§ 提示文
--- --- ---

歩けば歩く、緑と水と
小道けいな
歩けば歩く、緑と水と
武蔵野、とは縁がないと思っていた。
まあ、読む、小説の舞台ではあることがある。
その中のイメージは緑が多く、閑静な住宅街だ。商業施設があっても、どこかゆったりとしてのんびりとした時間が流れる。
そして、どこにあるのかということも、適当だ。
東京の下町。いや、下町と丘の間という感覚。
適当だ。
おそらく、都庁があるところの西だと考える。なぜなら、地名があるからだろう。
武蔵野市ならばイメージはわくかもしれない。吉祥寺がある場所であり、今でいう聖地巡礼や作品の舞台としての訪問をした場所の一つだ。
それ以上、ピンとこない。縁がないためだろう。
ただし、旧国名だと「武蔵」は神奈川も一部だ。
そうなると、より一層、武蔵野ってどこだろうとなる。
それでも、私は調べなかった。よろしくない性質だ。
言葉に敏感な人や作品を愛してやまない人は「武蔵野ってどういうころだろう?」と考え、調べるだろう。
武蔵野がどこか調べると、かなり広かった。
荒川と多摩川に挟まれた地域。もう少し細かく言うと、入間川と東京湾周辺の山手地区だという。
関東平野とか東京都となる。
広かった。
しかし、武蔵野、と聞いてわくイメージは東京と重なるのか。
緑があり、水が流れ、閑静な住宅街がある。古い香りがする一方で新しい香りもする。
武蔵野は東京都を凝縮した場所?
そんな気持ちになってきた。
江戸といえば玉川上水だろう。寺社関係は江戸からその前も存在する。幅が広い。
古い痕跡と新しい痕跡。例えば、東急東横線の多摩川駅が物語る。
古墳があり、浅間神社がある。
古墳があるのはここに人がいて社会を作っていたから。浅間神社があるのは富士山が見える場所で、人が暮らしていたからだ。
等々力渓谷は街中にある、山の中という気分になる。山の中というのも言い過ぎかもしれないけれども、谷川があり、散策ができる涼し気なところ。途中に茶屋があったり……。
行ったところを考えると美術館に、動物園。
庭園を歩き、街を歩く。
神社の祭りで神楽を見て驚いて、屋台で立派なトウモロコシを堪能する。
自然の中、人工的な場所があり、人や動物、植物がある。
実に懐が広く、楽しめるものがたくさんある。
武蔵野市や三鷹市の方には行ったことあるのだろうかと考えた。
井の頭公園や吉祥寺には行った。
井の頭公園に行った理由は思い出せない。

--- --- ---

[物体が写っている位置についてのデータセットの行]
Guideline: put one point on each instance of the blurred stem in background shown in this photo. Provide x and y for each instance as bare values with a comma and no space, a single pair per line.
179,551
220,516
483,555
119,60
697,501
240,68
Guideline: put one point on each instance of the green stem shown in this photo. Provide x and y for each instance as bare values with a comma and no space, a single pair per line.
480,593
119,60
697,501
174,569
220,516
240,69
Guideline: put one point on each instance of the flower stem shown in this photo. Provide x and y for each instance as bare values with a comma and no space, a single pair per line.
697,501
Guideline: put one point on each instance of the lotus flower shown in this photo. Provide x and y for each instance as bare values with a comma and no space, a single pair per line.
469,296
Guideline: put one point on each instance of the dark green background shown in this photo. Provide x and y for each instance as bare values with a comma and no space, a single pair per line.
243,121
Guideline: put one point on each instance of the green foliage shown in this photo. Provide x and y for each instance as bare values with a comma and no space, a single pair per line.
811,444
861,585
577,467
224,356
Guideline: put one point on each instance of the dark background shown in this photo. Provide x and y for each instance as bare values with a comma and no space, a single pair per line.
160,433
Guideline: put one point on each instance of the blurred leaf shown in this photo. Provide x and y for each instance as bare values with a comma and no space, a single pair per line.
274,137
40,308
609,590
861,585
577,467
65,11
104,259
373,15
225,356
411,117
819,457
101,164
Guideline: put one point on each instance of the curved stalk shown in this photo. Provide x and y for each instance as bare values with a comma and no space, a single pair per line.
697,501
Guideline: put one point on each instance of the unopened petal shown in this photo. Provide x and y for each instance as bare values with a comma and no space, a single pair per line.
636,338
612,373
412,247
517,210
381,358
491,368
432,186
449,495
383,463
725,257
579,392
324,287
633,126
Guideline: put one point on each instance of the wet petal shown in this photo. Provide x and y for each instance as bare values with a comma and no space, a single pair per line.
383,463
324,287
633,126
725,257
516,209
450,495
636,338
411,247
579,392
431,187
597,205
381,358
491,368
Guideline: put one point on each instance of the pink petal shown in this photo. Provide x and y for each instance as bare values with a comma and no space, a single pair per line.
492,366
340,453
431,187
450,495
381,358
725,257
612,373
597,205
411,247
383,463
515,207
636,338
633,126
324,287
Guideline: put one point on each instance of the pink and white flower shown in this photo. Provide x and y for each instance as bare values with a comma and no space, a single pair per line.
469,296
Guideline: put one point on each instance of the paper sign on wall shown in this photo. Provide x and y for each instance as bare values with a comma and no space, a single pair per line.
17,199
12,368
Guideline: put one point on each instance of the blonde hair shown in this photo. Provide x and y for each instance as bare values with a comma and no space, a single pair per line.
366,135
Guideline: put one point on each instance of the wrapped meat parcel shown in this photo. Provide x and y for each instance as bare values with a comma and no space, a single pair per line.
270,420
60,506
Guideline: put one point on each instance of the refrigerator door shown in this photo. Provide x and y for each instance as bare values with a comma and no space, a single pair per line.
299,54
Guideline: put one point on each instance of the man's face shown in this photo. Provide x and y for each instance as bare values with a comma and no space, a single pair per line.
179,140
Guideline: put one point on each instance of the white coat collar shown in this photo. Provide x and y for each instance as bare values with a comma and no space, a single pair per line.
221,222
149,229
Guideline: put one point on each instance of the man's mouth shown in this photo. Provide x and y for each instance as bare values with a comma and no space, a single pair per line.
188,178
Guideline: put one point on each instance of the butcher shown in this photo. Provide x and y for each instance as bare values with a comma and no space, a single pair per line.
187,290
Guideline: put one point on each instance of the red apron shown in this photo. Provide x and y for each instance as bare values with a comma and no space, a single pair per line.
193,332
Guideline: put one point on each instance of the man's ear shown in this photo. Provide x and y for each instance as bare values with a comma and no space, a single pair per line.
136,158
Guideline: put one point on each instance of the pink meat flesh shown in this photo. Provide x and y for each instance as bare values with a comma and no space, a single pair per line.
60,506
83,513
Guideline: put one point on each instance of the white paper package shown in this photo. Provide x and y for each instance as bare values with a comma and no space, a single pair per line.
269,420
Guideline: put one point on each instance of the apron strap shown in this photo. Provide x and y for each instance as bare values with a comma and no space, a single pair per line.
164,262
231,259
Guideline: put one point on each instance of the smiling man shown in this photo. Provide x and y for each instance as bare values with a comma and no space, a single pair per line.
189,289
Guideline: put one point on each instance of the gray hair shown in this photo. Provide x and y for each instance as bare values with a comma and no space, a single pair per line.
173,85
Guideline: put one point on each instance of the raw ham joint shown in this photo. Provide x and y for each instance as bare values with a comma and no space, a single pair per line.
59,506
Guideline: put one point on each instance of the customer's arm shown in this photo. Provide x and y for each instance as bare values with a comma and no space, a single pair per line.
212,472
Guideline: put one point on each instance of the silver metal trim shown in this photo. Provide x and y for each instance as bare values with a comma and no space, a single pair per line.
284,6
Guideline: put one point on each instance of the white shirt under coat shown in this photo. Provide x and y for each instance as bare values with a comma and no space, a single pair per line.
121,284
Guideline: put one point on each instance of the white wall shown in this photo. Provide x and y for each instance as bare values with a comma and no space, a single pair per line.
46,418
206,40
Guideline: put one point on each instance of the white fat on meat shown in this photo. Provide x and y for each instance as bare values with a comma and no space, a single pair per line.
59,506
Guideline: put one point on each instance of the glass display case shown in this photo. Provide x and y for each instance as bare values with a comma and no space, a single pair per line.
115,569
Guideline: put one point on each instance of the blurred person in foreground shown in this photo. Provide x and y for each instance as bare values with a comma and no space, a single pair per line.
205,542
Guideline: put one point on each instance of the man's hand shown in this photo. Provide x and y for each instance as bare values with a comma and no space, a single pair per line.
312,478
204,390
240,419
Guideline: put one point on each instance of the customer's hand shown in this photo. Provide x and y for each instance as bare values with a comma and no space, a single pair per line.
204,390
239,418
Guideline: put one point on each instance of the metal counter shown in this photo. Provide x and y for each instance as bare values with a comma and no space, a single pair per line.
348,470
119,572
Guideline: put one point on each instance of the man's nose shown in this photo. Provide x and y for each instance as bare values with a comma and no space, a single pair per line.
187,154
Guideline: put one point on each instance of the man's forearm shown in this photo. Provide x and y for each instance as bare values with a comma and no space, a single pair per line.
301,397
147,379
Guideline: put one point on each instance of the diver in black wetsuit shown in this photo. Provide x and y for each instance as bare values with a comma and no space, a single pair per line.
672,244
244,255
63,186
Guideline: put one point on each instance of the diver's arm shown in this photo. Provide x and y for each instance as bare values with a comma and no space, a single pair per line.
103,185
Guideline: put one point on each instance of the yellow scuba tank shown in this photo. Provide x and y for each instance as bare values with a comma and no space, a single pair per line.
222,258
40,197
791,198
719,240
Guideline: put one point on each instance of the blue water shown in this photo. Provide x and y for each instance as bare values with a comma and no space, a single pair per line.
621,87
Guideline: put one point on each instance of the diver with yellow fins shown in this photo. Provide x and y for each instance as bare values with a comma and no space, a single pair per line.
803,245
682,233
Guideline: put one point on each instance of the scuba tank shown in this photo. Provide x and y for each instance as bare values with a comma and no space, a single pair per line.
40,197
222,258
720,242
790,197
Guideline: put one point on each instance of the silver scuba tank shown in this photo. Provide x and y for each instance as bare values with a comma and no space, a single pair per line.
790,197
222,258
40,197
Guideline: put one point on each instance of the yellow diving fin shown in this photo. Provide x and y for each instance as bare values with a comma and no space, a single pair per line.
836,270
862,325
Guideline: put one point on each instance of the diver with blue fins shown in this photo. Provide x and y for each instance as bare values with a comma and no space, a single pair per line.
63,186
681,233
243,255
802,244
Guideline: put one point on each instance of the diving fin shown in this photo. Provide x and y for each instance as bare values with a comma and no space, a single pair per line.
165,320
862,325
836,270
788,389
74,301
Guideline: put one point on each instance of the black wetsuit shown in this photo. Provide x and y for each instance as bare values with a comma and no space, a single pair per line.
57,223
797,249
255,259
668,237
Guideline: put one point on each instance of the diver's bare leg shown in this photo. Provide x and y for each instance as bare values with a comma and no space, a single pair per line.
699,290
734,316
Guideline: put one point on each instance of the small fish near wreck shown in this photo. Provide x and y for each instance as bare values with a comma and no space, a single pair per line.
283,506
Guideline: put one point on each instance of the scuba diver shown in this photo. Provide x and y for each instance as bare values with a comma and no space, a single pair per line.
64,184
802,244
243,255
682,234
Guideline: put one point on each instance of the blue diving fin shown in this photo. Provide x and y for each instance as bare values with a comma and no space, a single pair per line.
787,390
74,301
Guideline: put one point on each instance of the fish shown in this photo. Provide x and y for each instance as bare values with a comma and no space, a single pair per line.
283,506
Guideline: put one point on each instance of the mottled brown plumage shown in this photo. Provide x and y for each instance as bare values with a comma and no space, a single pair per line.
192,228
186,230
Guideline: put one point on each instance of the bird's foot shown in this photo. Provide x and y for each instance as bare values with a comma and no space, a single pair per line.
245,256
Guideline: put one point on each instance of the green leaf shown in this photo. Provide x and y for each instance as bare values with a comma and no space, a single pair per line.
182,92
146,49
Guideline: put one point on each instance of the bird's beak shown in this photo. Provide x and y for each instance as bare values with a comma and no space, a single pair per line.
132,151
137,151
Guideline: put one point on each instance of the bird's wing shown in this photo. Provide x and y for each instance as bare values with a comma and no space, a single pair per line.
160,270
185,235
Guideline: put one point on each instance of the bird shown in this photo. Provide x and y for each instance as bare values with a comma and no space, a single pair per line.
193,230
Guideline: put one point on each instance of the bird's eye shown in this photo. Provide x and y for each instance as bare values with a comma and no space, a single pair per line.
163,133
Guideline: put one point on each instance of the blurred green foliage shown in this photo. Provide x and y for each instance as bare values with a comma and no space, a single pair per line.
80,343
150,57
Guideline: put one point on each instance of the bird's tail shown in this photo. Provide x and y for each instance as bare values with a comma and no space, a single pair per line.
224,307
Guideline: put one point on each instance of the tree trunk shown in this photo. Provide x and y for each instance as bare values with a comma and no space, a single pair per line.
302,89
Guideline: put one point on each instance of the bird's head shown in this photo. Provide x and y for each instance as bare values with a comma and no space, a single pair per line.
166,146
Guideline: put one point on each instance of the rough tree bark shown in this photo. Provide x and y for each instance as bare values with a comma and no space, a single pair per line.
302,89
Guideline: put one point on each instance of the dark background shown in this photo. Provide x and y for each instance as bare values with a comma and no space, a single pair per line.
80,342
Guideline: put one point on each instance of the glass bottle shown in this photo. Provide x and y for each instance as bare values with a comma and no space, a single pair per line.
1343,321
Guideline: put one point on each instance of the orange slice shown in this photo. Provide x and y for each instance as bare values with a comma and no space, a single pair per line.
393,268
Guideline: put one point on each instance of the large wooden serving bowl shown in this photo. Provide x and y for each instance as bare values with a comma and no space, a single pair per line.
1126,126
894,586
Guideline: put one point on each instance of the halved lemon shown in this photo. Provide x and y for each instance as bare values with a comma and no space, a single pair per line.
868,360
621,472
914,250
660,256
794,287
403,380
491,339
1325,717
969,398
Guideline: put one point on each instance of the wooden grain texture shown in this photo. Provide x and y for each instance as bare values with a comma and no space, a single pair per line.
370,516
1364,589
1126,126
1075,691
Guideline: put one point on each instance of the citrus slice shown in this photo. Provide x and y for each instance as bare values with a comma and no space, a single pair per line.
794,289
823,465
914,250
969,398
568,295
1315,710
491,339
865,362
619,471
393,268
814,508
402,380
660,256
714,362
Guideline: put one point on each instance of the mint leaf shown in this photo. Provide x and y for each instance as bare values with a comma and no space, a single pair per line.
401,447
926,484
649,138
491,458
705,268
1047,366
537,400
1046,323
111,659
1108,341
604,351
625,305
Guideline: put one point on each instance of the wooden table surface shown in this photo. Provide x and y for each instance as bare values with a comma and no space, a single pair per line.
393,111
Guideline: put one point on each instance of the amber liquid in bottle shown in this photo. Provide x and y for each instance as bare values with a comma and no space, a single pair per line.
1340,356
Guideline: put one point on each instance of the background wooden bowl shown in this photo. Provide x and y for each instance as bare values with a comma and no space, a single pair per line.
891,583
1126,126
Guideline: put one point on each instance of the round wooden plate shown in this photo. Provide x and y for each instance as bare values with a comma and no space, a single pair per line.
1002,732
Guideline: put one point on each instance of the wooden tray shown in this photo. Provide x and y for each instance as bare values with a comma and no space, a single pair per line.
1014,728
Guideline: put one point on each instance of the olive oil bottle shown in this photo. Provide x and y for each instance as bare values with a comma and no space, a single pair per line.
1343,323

--- --- ---

§ 課題の詳細
上にある武蔵野についての文章の続きを、最後の文のすぐ後から書いてください。

§ 解答例
当時、今ほど「聖地巡礼」が「作品の場所を巡る」という意味ではなかったのは事実だ。それでも、作品の舞台となったところに行く、という意識はあった。
行ってみることで分かる雰囲気というのがある。
そのころ読んだ本や遊んだゲームには東京を扱っているものが多かった。
そして、作品の地域という意識を持っていったのは東京都新宿区だ。
交通費を少しでも浮かせるためや、その世界を味合うために歩きたいと考えていた。
新宿熱が収まったころ、吉祥寺に興味を持ったのだ。
吉祥寺はあるゲームではスタート地点であるため、さほど重要なでもない。いや、重要なのか、むしろ。
ただ、ゲーム開始の場所であり、プレイヤーとして引き込まれていく箇所である。
現実として、吉祥寺または井之頭は、住みやすい町として耳にしてはいた。
JRと私鉄が乗り入れているため、都心に出るとしても大変便利ということだったはず。
吉祥寺には何があるか調べた。商店街と公園だろう、目立つものは。
インターネットはまだない。いや、あるけれども、今ほど「ググってみる?」ということもなかった。
かといって、情報がないわけではない。街歩きの雑誌やテレビなどで吉祥寺の話題もあったし、会社の人から話を聞いたことだってある。
とはいえ、性格として、地図を見て、確認する。
町を歩くために買っていた地図を見ると、寺社もあることがわかる。とはいえ、神社はともかくとして寺って勝手に入っていいのか迷う。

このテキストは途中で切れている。